» Provided passage:
══════════
Hooghly Imambara is a Shia Muslim congregation hall and mosque in Hooghly, West Bengal, India. The construction of the building was started by Muhammad Mohsin in 1841 and completed in 1861. The building is a two storied structure, with a tall clock tower over the entrance gate. The mosque has intricate designs and texts from Quran engraved on the wall. The interior of the mosque is decorated with marbles, candles and hanging lanterns.

Clock 

Hooghly Imambara is famous for its vaunted clock. It is at the middle of the twin towers constructed on the doorway of the main entrance. Each tower, having a height of approximately 150 ft., takes 152 steps to reach its top. The clock has two dials with three bells having weight 80 mds, 40 mds and 30 mds. Smaller bells ring at an interval of 15 minutes and bigger bell rings to signify one hour. The clock requires two people to wind it for half an hour of each week, with a key weighing 20 kg. It was bought for Rs. 11,721 (in 1852) by Syed Keramat Ali from the manufacturer: M/s Black & Hurray Co., Big Ben, London.
══════════
[Rows from a point labeling set]
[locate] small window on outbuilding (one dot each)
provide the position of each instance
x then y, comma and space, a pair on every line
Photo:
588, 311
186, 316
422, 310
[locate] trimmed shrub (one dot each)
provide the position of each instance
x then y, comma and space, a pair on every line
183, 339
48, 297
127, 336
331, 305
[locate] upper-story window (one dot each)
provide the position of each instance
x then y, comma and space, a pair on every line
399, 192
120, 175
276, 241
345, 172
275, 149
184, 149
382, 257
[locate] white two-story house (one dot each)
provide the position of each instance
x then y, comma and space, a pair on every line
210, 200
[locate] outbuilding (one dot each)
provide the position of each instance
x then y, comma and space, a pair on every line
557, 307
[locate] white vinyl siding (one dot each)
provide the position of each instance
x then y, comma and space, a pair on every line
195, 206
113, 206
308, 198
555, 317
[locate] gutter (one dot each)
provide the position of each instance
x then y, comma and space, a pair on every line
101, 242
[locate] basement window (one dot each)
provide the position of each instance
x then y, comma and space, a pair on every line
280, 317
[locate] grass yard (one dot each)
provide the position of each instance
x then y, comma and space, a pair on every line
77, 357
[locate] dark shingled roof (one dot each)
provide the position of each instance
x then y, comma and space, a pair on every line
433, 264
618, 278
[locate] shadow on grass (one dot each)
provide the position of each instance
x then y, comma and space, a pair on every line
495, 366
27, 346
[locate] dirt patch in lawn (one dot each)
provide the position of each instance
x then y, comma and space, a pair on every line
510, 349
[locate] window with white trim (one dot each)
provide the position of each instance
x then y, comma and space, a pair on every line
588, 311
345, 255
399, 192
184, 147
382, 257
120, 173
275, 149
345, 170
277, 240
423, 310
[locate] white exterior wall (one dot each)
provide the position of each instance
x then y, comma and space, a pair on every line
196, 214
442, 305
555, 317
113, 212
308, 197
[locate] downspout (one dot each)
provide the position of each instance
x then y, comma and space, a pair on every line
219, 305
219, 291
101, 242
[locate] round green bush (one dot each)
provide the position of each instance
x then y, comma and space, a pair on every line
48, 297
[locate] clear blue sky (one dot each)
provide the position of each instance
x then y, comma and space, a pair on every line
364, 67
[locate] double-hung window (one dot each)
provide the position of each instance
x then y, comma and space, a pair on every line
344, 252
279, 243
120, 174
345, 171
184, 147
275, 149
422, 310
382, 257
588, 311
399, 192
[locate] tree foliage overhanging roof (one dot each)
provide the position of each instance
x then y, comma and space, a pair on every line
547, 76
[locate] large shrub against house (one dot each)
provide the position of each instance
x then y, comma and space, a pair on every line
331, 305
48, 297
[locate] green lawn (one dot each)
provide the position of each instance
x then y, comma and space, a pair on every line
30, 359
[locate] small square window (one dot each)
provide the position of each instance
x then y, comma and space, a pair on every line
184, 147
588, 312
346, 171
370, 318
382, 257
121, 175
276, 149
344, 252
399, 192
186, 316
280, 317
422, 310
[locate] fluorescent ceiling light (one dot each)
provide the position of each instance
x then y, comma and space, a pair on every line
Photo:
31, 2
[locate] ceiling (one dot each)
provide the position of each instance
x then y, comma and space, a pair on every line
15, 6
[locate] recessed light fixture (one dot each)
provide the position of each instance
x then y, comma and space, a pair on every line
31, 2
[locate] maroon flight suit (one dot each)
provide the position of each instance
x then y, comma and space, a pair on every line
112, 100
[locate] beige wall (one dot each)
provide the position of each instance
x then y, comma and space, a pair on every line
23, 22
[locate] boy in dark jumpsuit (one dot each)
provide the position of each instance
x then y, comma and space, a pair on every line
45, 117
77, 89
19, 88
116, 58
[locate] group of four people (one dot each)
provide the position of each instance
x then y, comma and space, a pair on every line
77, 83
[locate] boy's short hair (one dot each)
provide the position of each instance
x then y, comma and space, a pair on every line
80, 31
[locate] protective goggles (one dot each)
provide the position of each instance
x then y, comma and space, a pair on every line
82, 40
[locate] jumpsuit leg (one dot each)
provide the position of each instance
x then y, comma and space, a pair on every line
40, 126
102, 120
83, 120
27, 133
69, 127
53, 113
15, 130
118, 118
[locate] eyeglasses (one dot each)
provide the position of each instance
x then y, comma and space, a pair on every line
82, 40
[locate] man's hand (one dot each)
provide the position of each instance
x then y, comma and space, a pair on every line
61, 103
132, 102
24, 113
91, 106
══════════
» Objective 1:
From the Hooghly Imambara passage, write out the words between "Hooghly Imambara is a" and "and hanging lanterns.", inclusive.
» Objective 2:
Turn the paragraph of the Hooghly Imambara passage that begins "Hooghly Imambara is famous for its vaunted clock" into a short bulleted list that keeps its main facts.
» Objective 3:
Answer these questions using the Hooghly Imambara passage, one per line:
(a) Who started construction of the building, and in what year?
(b) In what year was the building completed?
(c) How many steps does it take to reach the top of each tower?
These rows are separate material and have no connection to the Hooghly Imambara passage.

» Exercise result 1:
Hooghly Imambara is a Shia Muslim congregation hall and mosque in Hooghly, West Bengal, India. The construction of the building was started by Muhammad Mohsin in 1841 and completed in 1861. The building is a two storied structure, with a tall clock tower over the entrance gate. The mosque has intricate designs and texts from Quran engraved on the wall. The interior of the mosque is decorated with marbles, candles and hanging lanterns.

» Exercise result 2:
- The clock sits in the middle of the twin towers over the main entrance doorway.
- Each tower is about 150 ft. tall and takes 152 steps to climb.
- The clock has two dials and three bells weighing 80 mds, 40 mds and 30 mds.
- The smaller bells ring every 15 minutes, and the bigger bell marks the hour.
- Each week two people wind it for half an hour with a 20 kg key.
- Syed Keramat Ali bought it in 1852 for Rs. 11,721 from M/s Black & Hurray Co., Big Ben, London.

» Exercise result 3:
(a) Muhammad Mohsin, in 1841
(b) 1861
(c) 152